*WRITTEN TASK:* Locate the line that contains "of the shrub" in the data that follows. Copy it and every subsequent line to the end, exactly, excluding pictures.

*DATA FOR PROCESSING:*
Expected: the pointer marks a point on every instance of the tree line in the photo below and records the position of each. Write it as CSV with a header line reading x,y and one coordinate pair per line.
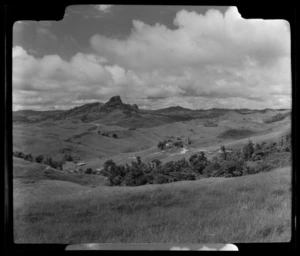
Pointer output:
x,y
250,159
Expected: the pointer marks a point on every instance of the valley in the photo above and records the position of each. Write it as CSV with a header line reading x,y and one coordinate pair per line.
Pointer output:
x,y
68,206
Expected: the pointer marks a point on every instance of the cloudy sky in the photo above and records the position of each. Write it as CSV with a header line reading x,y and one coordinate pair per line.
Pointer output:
x,y
154,56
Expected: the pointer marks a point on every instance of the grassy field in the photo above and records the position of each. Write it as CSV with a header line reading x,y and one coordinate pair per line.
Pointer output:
x,y
255,208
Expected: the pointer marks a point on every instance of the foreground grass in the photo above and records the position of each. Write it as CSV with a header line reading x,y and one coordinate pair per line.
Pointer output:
x,y
255,208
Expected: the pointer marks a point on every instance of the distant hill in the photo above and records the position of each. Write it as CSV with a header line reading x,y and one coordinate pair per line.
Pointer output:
x,y
115,112
33,115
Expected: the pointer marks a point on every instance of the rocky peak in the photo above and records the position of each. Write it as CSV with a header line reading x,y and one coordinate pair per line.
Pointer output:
x,y
115,100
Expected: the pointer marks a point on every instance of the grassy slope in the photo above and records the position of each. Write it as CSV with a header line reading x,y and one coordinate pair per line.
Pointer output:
x,y
254,208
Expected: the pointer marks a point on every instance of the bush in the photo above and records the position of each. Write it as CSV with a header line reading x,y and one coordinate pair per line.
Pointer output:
x,y
88,171
28,157
210,168
198,162
178,144
161,145
39,159
68,158
248,150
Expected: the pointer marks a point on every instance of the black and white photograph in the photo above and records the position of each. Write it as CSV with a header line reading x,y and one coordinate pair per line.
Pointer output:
x,y
152,124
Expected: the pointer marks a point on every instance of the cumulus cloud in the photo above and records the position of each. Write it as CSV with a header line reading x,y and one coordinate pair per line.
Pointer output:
x,y
103,7
210,60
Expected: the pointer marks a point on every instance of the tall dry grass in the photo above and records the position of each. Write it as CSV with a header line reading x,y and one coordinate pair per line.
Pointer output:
x,y
254,208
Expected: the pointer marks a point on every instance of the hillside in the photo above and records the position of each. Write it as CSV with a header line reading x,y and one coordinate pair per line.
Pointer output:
x,y
257,207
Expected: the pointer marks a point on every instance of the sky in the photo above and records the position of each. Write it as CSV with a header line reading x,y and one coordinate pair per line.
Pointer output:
x,y
197,57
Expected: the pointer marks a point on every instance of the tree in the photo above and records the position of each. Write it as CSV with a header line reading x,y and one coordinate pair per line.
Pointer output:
x,y
198,162
84,118
248,150
223,152
28,158
68,158
161,145
88,171
108,166
39,159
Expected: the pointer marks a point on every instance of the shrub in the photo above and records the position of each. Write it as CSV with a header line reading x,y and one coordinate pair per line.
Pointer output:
x,y
248,150
178,144
28,157
210,168
198,162
88,171
161,145
83,118
68,158
39,159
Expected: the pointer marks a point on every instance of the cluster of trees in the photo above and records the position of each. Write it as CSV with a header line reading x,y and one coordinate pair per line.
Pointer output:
x,y
238,162
163,144
115,136
140,173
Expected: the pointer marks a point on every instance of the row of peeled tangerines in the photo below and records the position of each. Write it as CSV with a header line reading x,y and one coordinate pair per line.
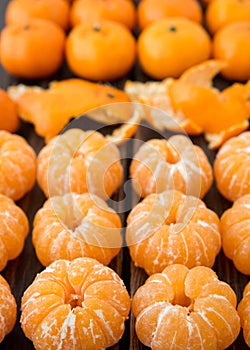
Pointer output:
x,y
101,46
171,228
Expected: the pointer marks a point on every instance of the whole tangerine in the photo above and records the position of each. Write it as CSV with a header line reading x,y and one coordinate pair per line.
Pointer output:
x,y
19,11
169,46
83,11
153,10
232,44
9,119
102,51
34,50
220,13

*CORRECT OUTPUT:*
Expected: the pointer marks a point on every instance of the shrub in the photo above and records the position of each. Write it as CSV with a header line reading x,y and one coordinate pair per line.
Pointer output:
x,y
248,150
178,144
28,157
210,168
198,162
88,171
161,145
83,118
68,158
39,159
Expected: the pointer marks a point on every instance of the cluster of trees in the photo above and records the position of each. Write it as CSV with a header line reading x,y and one coordinate pair per line.
Pointer output:
x,y
238,162
163,144
115,136
140,173
Expected: the pointer marks a point on every instance of the row of peeled tangerines in the photo below and records the position of each. Write it as CSV with a header line reading x,y and one coordinate pair per line.
Pointer output:
x,y
101,46
171,228
Expected: the pointer marks a point on every instance of the whole tangerine in the photo above and records the position of each. Write it as CSV with a header line reading x,y and one coordinate pair per line.
Pointer output:
x,y
19,11
169,46
83,11
153,10
232,44
9,119
102,51
34,50
220,13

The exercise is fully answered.